(Task goal)
Line by line, retype the material below exactly, from its first line up to and including the one holding "Expected output: one point per instance of the dark".

(Given information)
- - - -
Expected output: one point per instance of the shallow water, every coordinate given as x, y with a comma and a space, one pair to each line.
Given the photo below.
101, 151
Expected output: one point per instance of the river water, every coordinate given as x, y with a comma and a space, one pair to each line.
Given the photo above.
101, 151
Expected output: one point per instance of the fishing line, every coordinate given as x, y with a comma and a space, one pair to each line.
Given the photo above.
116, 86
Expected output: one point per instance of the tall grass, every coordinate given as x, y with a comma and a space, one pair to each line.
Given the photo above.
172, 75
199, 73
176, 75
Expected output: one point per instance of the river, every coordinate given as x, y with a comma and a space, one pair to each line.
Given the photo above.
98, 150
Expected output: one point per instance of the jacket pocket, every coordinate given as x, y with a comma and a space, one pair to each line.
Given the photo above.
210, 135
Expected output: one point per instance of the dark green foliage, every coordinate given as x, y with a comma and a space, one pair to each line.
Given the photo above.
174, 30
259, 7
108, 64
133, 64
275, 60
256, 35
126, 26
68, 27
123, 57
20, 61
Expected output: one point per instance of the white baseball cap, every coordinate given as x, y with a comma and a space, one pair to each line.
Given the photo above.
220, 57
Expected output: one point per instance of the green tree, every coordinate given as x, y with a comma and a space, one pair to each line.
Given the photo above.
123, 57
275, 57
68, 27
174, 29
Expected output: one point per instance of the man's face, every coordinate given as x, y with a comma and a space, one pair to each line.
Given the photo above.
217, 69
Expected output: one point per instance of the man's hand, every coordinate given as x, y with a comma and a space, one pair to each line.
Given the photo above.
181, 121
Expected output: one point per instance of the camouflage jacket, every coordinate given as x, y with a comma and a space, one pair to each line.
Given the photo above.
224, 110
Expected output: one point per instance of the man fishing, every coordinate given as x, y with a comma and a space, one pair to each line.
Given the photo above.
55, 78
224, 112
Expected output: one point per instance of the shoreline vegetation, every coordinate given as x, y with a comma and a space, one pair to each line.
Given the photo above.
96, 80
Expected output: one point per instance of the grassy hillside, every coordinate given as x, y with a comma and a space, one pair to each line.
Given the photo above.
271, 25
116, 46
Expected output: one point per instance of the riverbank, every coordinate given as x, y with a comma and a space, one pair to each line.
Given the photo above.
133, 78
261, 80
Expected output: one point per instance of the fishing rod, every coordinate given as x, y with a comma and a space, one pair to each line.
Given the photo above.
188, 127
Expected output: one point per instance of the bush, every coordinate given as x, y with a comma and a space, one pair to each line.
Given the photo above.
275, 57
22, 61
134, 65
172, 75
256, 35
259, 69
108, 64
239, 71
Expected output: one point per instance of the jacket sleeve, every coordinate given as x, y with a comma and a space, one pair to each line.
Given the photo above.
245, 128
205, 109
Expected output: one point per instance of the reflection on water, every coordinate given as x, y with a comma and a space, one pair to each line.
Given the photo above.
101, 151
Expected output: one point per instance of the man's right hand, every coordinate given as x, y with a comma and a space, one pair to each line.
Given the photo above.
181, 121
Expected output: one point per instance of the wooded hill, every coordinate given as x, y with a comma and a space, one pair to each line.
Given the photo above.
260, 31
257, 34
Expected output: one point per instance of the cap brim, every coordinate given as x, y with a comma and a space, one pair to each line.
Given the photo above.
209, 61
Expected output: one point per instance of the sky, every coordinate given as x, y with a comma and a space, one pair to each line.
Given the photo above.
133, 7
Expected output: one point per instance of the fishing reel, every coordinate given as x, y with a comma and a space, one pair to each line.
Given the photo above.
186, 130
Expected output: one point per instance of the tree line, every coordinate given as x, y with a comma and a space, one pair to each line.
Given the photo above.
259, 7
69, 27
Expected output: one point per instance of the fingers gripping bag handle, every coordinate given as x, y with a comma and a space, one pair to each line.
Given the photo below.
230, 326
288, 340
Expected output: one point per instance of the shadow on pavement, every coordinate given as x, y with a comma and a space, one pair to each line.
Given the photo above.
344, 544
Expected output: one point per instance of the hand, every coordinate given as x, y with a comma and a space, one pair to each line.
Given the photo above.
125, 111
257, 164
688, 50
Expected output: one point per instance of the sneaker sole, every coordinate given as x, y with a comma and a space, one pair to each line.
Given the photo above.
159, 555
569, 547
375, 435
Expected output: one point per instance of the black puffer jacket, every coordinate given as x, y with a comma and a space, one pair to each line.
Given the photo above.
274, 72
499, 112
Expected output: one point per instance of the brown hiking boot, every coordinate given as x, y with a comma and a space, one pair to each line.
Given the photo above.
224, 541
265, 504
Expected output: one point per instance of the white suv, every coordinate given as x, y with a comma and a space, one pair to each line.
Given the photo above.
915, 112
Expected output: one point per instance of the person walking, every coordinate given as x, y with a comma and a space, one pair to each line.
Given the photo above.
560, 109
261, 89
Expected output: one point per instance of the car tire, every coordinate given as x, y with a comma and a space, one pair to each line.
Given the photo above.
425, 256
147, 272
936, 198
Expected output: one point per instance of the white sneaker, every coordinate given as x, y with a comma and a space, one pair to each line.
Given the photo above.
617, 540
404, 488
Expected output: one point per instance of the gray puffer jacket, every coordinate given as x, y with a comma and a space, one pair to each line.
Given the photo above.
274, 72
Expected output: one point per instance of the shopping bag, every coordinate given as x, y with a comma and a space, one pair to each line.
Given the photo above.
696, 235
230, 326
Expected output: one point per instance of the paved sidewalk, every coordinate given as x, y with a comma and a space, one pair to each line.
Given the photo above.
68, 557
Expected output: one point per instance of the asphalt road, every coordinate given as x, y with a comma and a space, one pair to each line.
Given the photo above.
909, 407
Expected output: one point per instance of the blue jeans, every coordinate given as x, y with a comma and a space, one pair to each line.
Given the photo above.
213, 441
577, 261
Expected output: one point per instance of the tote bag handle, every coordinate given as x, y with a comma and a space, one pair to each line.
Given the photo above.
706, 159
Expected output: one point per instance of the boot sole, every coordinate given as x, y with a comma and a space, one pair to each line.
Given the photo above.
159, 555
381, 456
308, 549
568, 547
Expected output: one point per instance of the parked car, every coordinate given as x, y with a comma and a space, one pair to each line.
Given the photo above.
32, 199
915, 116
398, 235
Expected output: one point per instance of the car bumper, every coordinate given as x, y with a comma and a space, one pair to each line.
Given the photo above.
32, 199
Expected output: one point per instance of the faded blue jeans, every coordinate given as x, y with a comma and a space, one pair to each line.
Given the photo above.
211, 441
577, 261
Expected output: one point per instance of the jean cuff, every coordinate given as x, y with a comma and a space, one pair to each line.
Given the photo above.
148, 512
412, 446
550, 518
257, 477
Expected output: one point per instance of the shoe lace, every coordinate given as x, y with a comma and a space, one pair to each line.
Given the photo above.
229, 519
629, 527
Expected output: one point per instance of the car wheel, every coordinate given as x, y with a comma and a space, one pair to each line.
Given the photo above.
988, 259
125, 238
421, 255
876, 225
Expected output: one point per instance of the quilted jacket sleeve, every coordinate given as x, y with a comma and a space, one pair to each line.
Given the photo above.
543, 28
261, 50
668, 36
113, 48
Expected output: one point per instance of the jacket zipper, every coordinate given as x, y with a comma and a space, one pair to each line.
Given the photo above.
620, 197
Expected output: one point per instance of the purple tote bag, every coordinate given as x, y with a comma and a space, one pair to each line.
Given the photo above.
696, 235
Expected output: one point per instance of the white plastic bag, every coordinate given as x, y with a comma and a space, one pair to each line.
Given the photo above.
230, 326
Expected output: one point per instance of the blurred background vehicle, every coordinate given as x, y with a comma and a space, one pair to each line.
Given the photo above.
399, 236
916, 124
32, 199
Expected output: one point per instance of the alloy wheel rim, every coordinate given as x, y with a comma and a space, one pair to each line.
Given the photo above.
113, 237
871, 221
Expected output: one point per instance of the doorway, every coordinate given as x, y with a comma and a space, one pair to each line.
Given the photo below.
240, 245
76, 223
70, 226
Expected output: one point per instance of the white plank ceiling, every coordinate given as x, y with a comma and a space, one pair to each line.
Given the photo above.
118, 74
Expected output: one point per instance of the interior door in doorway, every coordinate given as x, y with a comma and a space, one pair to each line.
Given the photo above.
- - - -
(Final answer)
Expected output: one point per instance of the shallow water, every coordinate given as x, y with a comma and a space, one pair to each line.
Given the photo below.
101, 151
Expected output: one point per instance of the river water, every coordinate given as x, y with a comma and a space, one pair to each line.
Given the photo above.
101, 151
Expected output: one point per instance of the fishing line, every coordinate given as x, y with a comma and a space, one pair to each line.
Given the photo above.
116, 86
Expected output: one point per instance of the tall grass, every coordinate given as x, y with a comma and a space, one pair to each line.
Given the photo above.
172, 75
199, 73
176, 75
Expected output: one point per instance of the river, every coordinate given as x, y with a comma and a space, one pair to each line.
Given the photo above.
98, 150
Expected output: one point per instance of the jacket pocket, every coordinate given as x, y with a comma and a space, one pair to each line.
Given the photo above.
210, 135
Expected output: one point per instance of the dark green foliage, every coordinate given as x, y with a comma and a space, one pair to each line.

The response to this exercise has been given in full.